» **Aufgabe A**: Suche aus den Datensätzen jede Zeile heraus, die die Zeichenfolge „leaf“ enthält. Achte dabei auf Groß- und Kleinschreibung.

» **Angezeigter Text**:
────────────────────────────────────────

Wienwirkungen 3 | 11.08 bis 14.08.10
Wien. Eine Stadt wie ein Mosaik. Wie die Welt. Und wir wieder drin. Wieder in Wien.
0 | 1 | 2 | 3 Durch die Innenstadt zu Buchglückseligeit, Kaffee, Torten, Damen und mehr Eleganz in der Alltagssprache | 4 | 5
Steigen am Ring, Burgplatz aus. Wien. Innenstadt. Luft. Die reizendere Seite neben dem Schwedenplatz, der natürlich dafür die Eisseite des Wiener Lebens ist. Navigiere uns stolz und dies fortwährend kundtuend, da ich bereits zu wissen vermeine wo sich !Die Buchhandlung befinden wird … durch den Park vor der Burganlage … durch den Hinterhof mit der lustig mies guckenden Löwenfigur …
… durch die hochgewölbigte Rondelldurchfahrt in der wieder spätmittelalterlich kostümierte Informanten für Burgführungen werben um vermutlich tagtäglich von in die Realwelt verirrten Rollenspielern um Aufträge angebettelt zu werden. Informant eins mit anachronistisch dickem Brillengestell, dessen wahrer Anachronismus natürlich in der Modernität und nicht in der Dicke des Gestells liegt … aus dem Dunkel hervortretend auf den von Kutschengespännen gesäumten Platz vor dem Griensteindl … quer durch die sonnendampfende Innenstadt, bemerkend das sie an der Zeile die Baustellentätigkeit hinter sich gelassen hat, bei Sonnenschein und von immer noch tröpfelnden Dachrinnen in den Nacken attaquiert … vorbei am Stephansplatz in die dahinter liegende Straße.

────────────────────────────────────────

» **Datensätze dieser Übung**:
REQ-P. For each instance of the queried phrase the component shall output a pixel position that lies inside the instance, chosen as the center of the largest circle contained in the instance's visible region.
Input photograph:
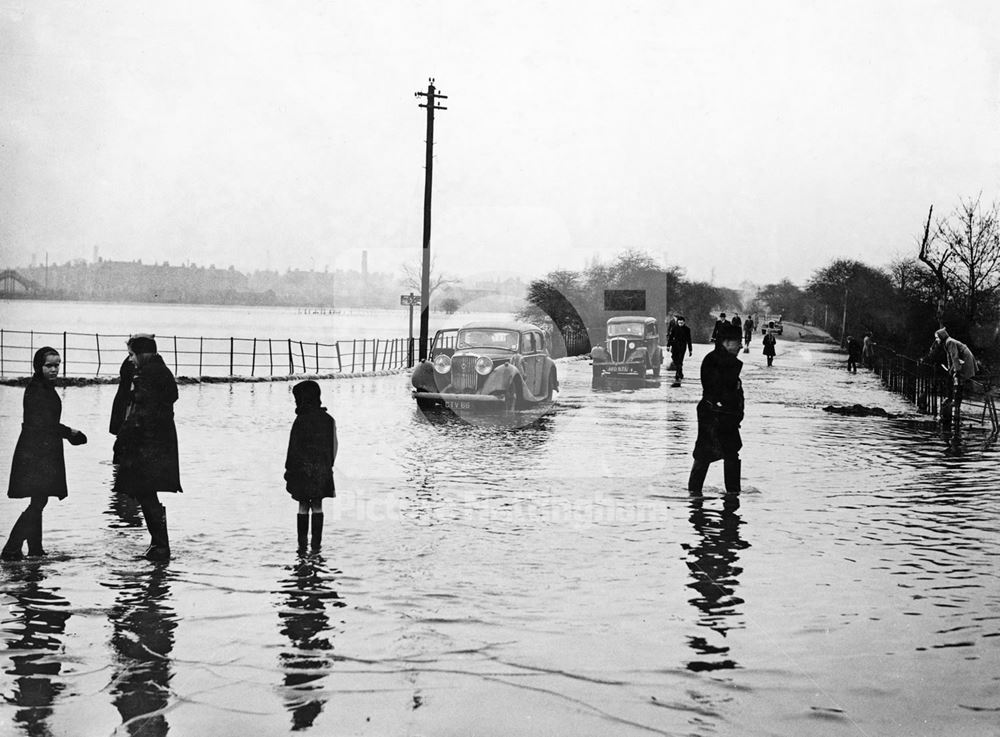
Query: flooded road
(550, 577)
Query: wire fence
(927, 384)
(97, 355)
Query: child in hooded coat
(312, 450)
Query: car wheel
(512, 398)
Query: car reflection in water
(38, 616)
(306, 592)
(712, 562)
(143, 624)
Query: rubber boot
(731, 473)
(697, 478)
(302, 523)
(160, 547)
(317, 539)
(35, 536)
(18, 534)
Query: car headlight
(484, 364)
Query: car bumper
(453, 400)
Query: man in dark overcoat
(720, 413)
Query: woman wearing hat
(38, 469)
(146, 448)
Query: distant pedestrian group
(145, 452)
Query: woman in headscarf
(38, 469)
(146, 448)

────────────────────────────────────────

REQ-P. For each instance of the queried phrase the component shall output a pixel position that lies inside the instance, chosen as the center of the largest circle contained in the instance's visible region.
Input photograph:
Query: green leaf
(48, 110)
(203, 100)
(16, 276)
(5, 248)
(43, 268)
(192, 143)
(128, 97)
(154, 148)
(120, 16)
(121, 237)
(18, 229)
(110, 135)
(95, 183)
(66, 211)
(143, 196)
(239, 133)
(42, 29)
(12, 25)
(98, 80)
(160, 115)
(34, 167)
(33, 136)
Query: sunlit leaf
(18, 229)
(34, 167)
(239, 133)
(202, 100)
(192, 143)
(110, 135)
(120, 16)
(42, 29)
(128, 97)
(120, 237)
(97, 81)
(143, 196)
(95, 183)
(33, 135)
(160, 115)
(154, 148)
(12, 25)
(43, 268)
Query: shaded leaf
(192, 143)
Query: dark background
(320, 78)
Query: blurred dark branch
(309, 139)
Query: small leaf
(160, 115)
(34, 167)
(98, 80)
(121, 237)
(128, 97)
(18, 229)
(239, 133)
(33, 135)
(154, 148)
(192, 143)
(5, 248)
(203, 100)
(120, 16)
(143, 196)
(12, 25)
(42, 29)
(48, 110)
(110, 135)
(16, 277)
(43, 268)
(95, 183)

────────────────────────────────────────

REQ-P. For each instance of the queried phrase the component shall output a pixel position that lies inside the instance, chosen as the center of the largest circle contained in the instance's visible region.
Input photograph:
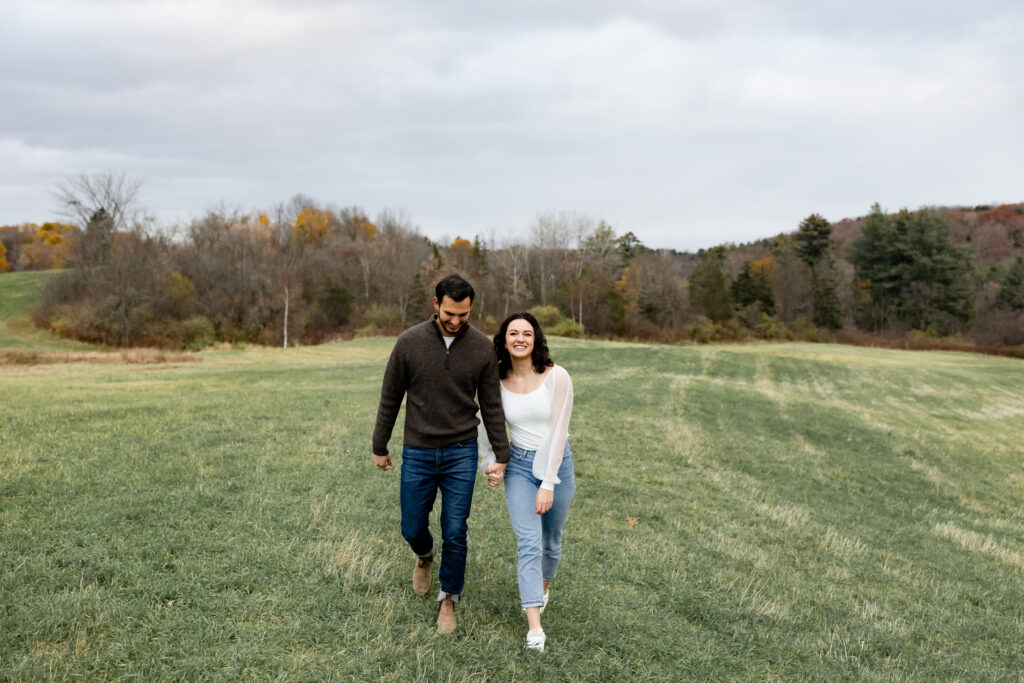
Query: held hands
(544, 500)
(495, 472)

────────────────────────────────────────

» **Aufgabe B**: Schreib den Reisebericht über Wien dort weiter, wo er aufhört.

» **Ergebnis A**:
Query: green leaf
Query: sunlit leaf
Query: shaded leaf
Query: small leaf

» **Ergebnis B**:
Irgendwo hier.
Eine Buchhandlung neben der Anderen. Einer jeden quellen Bücher aus den weit geöffneten Fenstern auch noch aus dem zweiten Stockwerk. Welche war es? Betreten die Erste, doch bald wird klar, sie ist es nicht. Teppich. Falsch. Buchsortiment. Falsch. Alles falsch. Verlassen Buchhandlung Nummer eins, folgen meinem ersten Instinkt, ich voran, Herr Walte hinterher, in die Parallelgasse zu der jetzigen. Und um eine Ecke biegend sehen wir sie und ich erkenne ihren Namen wieder. Morawa.
Im Morawa Buchglückseeligkeit. An jeder Ecke. In jeder Abteilung entdeckt man Interessantes. Eine Reihe von C.H. Beck mit weltwichtigen philosophischen kleinen Bändchen. Begeistert von der individuell typographisch umgesetzten Themengestaltung der Umschläge wandern zwei direkt in meine Hände. Voltaires Candide und fernöstliche Weisen werden nun den weisen Menschen in mir schulen. Ein englisches Buch mit dem Titel the passage. Thriller. Ungewöhnliche Geschehnisse-Roman. Angelockt durch die sich nicht zusammenfügenden Schilderungen auf dem Klappentext, bezaubert mich schon der erste Satz des Buches. In ein, zwei Nebenwörtern wird von einem kleinen Mädchen das seit Jahrtausenden lebt verkündet. Name wird notiert, Buch zu schwer. Zuhause wird festgestellt dass es in dem Buch um Vampire geht und der Reiz verfliegt. Banal.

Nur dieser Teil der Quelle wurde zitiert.